Question

a group of students are conducting an experiment on free - fall motion by dropping bricks from different heights out of the window of a building. they drop a brick from a window that is 20 m high and it takes t seconds to fall to the ground. the second trial they drop an identical brick from a window of a building that is 80 m high. air resistance is negligible. how will it take to fall to the ground?
a. 1 seconds
b. 2t seconds
c. 4t seconds
d. 10t seconds

Explanation:

Step1: Identify the free - fall formula

The formula for the height of a free - falling object is $h = v_0t+\frac{1}{2}gt^2$. Since the brick is dropped (initial velocity $v_0 = 0$), the formula simplifies to $h=\frac{1}{2}gt^2$, where $h$ is the height, $g$ is the acceleration due to gravity ($g = 9.8\ m/s^2$), and $t$ is the time of fall.

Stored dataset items
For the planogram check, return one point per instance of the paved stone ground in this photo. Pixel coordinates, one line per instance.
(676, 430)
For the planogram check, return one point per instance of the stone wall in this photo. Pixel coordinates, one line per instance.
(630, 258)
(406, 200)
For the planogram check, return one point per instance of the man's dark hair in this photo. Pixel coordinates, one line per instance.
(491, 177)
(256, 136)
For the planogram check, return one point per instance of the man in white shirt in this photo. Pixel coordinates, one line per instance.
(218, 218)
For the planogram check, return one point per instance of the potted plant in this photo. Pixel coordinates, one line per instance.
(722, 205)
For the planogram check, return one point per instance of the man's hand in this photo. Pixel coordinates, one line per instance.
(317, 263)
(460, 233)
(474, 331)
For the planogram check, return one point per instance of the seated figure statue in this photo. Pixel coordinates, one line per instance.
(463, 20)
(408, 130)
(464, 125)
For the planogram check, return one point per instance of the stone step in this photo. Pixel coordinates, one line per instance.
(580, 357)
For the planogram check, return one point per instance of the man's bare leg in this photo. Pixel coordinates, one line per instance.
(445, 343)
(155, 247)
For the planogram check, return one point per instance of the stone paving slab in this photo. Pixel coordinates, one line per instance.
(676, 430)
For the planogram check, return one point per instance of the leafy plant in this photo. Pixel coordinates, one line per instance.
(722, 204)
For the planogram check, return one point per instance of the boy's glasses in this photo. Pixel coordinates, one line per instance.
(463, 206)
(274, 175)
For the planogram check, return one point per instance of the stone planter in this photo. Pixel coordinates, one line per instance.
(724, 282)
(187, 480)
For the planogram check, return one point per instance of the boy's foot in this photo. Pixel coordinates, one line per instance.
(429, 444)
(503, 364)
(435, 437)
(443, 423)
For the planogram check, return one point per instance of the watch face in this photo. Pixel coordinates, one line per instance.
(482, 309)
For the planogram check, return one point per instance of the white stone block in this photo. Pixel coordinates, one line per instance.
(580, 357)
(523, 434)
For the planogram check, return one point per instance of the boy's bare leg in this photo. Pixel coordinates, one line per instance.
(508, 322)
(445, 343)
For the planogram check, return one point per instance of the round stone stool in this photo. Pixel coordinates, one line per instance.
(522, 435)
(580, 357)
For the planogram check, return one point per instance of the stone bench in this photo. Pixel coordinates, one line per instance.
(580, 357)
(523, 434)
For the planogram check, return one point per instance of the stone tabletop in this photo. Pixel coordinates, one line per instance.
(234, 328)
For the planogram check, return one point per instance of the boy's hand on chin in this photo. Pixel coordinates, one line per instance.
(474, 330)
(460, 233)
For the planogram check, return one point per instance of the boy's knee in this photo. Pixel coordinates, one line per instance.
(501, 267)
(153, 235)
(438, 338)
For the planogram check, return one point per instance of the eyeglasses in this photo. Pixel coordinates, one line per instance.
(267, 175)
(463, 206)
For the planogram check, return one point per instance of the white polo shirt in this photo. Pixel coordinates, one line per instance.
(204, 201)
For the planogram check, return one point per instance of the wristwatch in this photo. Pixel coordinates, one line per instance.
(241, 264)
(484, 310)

• What this exercise asks:
• 1. Answer these questions about the free-fall brick problem:
(a) How high is the window in the first trial?
(b) What value does the explanation give for the acceleration due to gravity?
(c) What initial velocity does the explanation use, and why?
• 2. Carry on the free-fall brick problem from the point where its explanation stops.
These stored dataset items come from a separate source.

• Outputs:
• 1.
(a) 20 m.
(b) 9.8 m/s².
(c) An initial velocity of 0, because the brick is dropped.

• 2.
For the first drop, $h_1 = 20\ m$ and $t_1=T$, so $20=\frac{1}{2}gT^2$.
For the second drop, $h_2 = 80\ m$ (since the height is 4 times the first height as $80 = 4\times20$), and $h_2=\frac{1}{2}gt_2^2$.

Step2: Find the relationship between the two times

From $h_1=\frac{1}{2}gT^2$ and $h_2=\frac{1}{2}gt_2^2$, and $h_2 = 4h_1$.
Substituting $h_1$ and $h_2$ into the equations: $\frac{1}{2}gt_2^2=4\times\frac{1}{2}gT^2$.
Cancel out $\frac{1}{2}g$ on both sides, we get $t_2^2 = 4T^2$.
Taking the square - root of both sides (we consider the positive root since time cannot be negative), $t_2 = 2T$.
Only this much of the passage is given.